■ TASK OBJECTIVE ■
Gather and copy out every line of the items below that contains the string "dress". Case counts.

(Raw items)
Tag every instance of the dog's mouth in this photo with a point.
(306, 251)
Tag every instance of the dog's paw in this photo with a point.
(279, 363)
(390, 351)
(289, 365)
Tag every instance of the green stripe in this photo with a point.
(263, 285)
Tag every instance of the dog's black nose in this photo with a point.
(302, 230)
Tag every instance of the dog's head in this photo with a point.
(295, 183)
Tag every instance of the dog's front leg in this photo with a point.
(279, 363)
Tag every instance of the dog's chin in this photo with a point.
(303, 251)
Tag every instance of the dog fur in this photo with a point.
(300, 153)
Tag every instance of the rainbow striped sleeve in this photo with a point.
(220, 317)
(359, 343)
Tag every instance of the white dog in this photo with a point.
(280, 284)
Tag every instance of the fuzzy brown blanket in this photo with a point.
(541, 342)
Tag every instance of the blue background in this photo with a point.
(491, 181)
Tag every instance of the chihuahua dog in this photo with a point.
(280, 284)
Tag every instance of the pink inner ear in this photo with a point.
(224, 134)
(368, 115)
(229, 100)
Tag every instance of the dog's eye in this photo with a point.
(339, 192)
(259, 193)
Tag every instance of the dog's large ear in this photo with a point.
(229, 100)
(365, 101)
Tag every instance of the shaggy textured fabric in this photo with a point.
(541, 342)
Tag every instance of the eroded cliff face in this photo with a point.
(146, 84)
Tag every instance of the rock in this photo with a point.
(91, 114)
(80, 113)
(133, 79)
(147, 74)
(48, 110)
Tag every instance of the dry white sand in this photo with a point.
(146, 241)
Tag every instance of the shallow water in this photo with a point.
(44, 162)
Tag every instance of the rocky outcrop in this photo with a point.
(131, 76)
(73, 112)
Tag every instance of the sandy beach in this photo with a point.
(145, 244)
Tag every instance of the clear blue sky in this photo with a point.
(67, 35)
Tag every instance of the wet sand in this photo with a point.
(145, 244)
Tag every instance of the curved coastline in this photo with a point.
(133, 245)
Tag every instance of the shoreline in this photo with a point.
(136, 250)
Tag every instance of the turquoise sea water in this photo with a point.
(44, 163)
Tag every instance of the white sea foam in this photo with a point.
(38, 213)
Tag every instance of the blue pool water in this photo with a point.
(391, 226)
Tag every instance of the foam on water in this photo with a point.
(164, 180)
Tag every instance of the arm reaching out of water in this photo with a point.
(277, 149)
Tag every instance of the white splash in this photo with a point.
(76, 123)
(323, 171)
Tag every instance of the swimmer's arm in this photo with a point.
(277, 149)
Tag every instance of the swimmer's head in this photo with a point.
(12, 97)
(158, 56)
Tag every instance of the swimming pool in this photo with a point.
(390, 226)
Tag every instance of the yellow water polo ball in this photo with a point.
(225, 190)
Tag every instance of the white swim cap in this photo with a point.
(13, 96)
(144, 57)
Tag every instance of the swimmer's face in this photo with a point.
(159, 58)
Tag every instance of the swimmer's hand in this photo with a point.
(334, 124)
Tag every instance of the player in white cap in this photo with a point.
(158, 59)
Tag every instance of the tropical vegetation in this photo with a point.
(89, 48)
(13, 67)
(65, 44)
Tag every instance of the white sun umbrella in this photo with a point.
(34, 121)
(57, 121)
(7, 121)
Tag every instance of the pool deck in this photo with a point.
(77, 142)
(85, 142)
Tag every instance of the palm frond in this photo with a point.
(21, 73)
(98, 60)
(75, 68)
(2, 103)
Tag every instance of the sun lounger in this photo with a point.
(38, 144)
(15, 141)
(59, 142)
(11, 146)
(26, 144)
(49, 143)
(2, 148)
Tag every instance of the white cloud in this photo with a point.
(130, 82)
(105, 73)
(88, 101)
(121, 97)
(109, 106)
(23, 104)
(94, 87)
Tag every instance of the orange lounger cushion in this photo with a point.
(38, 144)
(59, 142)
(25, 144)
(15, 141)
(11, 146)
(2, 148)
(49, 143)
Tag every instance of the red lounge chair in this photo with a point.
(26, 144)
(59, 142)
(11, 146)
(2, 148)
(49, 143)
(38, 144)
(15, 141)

==

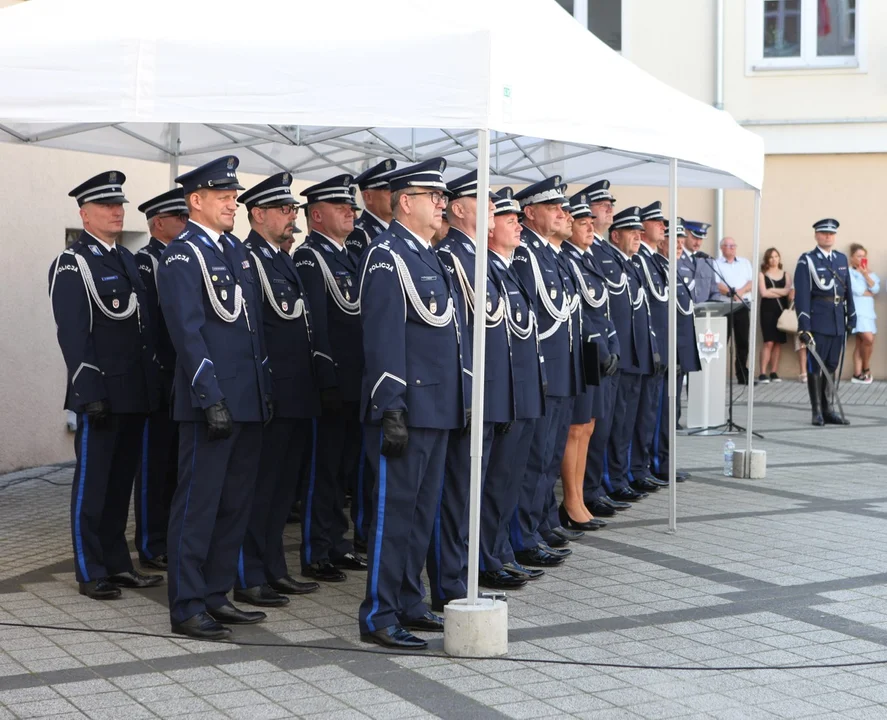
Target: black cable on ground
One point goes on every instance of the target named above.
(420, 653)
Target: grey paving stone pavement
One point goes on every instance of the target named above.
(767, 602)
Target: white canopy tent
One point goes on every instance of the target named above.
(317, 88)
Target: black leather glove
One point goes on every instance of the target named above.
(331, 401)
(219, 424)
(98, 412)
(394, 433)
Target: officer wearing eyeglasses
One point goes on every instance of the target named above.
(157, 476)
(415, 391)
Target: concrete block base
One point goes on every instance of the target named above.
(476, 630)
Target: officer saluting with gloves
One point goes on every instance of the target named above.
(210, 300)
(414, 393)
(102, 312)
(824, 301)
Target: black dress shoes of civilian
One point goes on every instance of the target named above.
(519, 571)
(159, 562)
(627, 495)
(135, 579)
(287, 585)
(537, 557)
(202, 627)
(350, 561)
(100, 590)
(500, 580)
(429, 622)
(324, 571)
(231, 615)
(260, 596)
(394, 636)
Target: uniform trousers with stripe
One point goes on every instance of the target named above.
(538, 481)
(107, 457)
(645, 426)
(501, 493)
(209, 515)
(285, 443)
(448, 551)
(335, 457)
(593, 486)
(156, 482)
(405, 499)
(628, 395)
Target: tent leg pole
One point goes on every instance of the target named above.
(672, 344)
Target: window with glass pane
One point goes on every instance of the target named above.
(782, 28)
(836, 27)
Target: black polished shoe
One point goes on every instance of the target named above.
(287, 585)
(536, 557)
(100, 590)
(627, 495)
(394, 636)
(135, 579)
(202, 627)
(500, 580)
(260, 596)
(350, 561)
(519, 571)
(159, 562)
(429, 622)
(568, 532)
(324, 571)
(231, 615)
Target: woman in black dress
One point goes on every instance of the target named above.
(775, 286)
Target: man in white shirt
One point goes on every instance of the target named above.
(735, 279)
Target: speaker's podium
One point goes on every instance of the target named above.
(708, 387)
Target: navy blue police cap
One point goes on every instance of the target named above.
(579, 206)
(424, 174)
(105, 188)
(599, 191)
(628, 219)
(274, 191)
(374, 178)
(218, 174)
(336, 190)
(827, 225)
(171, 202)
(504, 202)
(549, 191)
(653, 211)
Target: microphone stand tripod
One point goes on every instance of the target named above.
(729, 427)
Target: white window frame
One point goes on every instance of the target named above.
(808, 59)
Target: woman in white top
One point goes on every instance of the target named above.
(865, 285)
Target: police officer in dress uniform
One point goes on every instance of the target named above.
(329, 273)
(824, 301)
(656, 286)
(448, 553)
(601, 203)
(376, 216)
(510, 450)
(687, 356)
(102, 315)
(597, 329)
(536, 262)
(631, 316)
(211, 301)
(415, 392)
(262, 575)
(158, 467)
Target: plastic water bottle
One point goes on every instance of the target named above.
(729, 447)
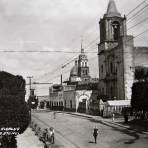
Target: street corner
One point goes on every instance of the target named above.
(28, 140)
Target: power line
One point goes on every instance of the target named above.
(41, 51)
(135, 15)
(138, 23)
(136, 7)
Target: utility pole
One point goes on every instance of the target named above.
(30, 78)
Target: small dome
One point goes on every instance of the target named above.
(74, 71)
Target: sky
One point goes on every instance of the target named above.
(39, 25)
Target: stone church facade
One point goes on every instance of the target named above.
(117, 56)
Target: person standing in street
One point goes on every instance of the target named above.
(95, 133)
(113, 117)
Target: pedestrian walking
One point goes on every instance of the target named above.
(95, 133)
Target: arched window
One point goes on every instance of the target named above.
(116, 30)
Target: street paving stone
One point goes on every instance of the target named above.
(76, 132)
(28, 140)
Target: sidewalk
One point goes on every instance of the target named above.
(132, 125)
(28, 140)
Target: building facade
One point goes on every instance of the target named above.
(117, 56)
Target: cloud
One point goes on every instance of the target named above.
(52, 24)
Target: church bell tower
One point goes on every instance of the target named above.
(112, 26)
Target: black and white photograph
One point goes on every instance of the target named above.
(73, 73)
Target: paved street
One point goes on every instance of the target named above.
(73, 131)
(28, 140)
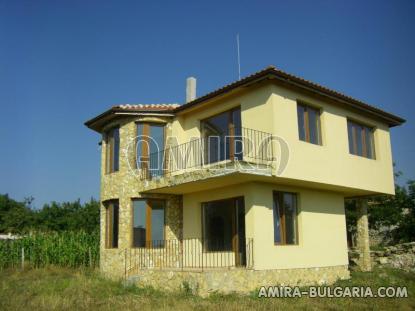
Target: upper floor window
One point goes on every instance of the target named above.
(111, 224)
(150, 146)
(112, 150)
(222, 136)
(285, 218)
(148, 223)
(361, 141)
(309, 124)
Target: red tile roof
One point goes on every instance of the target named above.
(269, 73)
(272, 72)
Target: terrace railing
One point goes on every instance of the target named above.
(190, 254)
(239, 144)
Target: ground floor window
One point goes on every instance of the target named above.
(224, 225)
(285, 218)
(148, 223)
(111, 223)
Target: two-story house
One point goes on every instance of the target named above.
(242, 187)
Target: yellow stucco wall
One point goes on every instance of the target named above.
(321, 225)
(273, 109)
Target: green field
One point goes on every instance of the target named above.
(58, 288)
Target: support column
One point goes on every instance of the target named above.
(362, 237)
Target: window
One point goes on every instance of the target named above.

■ ANSWER TO THE TASK ■
Target: black dress shoes of civilian
Target: woman in black dress
Target: police officer in dress uniform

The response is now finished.